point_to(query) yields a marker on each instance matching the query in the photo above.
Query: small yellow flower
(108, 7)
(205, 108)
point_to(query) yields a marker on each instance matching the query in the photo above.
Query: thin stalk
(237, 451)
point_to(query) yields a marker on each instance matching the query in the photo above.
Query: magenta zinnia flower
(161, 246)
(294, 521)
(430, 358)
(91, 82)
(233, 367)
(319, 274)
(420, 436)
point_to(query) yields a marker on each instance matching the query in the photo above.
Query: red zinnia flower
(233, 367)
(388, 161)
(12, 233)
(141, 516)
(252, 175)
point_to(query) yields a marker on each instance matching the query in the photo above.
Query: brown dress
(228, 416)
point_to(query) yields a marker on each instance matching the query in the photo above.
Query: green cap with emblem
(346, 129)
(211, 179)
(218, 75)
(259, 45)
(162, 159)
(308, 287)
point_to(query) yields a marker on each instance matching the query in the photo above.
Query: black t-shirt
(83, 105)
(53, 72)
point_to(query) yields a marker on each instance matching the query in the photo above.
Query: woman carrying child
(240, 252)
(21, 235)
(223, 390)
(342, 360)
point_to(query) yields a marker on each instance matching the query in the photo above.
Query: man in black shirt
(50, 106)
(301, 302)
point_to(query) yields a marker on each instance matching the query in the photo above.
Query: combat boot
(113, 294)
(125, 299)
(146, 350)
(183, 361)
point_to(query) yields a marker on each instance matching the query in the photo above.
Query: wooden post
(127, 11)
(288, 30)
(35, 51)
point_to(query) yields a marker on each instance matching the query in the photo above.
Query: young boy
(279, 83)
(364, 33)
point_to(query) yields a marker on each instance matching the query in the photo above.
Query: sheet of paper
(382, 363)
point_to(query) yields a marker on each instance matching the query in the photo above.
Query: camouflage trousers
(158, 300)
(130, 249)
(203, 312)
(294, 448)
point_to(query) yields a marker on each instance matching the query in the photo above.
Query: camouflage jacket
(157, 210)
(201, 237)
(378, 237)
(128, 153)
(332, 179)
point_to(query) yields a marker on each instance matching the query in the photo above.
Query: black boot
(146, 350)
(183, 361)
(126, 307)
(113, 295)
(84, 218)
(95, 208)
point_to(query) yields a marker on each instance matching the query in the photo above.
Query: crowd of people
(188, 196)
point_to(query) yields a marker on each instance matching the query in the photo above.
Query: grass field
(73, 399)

....

**Problem to work on:**
Restate all of the entries exactly, please.

**Expected output:**
point_to(query) yields a marker on each instance matching the query in the photo above.
Query: small yellow flower
(108, 7)
(205, 108)
point_to(query) yields a marker on each instance matching the query in the photo above.
Query: thin stalk
(237, 451)
point_to(query) yields a marker on each instance matching the query in the photo above.
Query: magenta zinnia flower
(161, 246)
(294, 521)
(430, 358)
(91, 82)
(233, 367)
(319, 274)
(420, 436)
point_to(query) yields a marker on each instance matching the query in the photo above.
Query: red zinnia flower
(233, 367)
(388, 161)
(12, 233)
(141, 516)
(252, 175)
point_to(query) yields a marker on each instance matching the query in the photo above.
Query: brown dress
(228, 416)
point_to(query) yields a marker on each instance matching the query in the photo above.
Query: green cap with emblem
(346, 129)
(211, 179)
(218, 75)
(259, 45)
(162, 159)
(308, 287)
point_to(query) yields a marker on each instance matching the query in the photo above.
Query: black t-shirt
(83, 105)
(53, 72)
point_to(query) yields a marker on each instance matching the query in the photo above.
Query: woman carrying child
(240, 252)
(21, 235)
(223, 390)
(342, 360)
point_to(query) yields a marker on each instance matching the query in the photo above.
Query: man in black shirt
(50, 106)
(301, 302)
point_to(query) yields a marker on each instance matching the query in the photo above.
Query: combat boot
(113, 294)
(125, 299)
(146, 350)
(183, 361)
point_to(query) yields a marker on each instance matching the query in the photo above.
Query: wooden post
(127, 11)
(288, 30)
(35, 51)
point_to(query) yields a marker on each instance matching the query in the photo above.
Query: young boy
(279, 83)
(364, 33)
point_to(query) yields a marker on each instance matching the query in the photo above.
Query: sheet of paper
(382, 363)
point_to(query) yields a marker on each instance matching the query in the photo above.
Query: camouflage trousers
(158, 300)
(130, 249)
(203, 312)
(294, 448)
point_to(query) yields a marker on each instance matching the query in the photo above.
Query: camouflage jacket
(157, 210)
(201, 237)
(378, 237)
(128, 153)
(332, 179)
point_to(query) yields a marker on each instance matching the query in the photo above.
Query: black boot
(146, 350)
(183, 361)
(126, 307)
(113, 295)
(84, 218)
(95, 208)
point_to(query) yields a marker on each instance matching the query in the photo above.
Query: crowd of people
(188, 196)
point_to(query) yields a marker on each instance matching the query in the photo above.
Query: grass field
(73, 399)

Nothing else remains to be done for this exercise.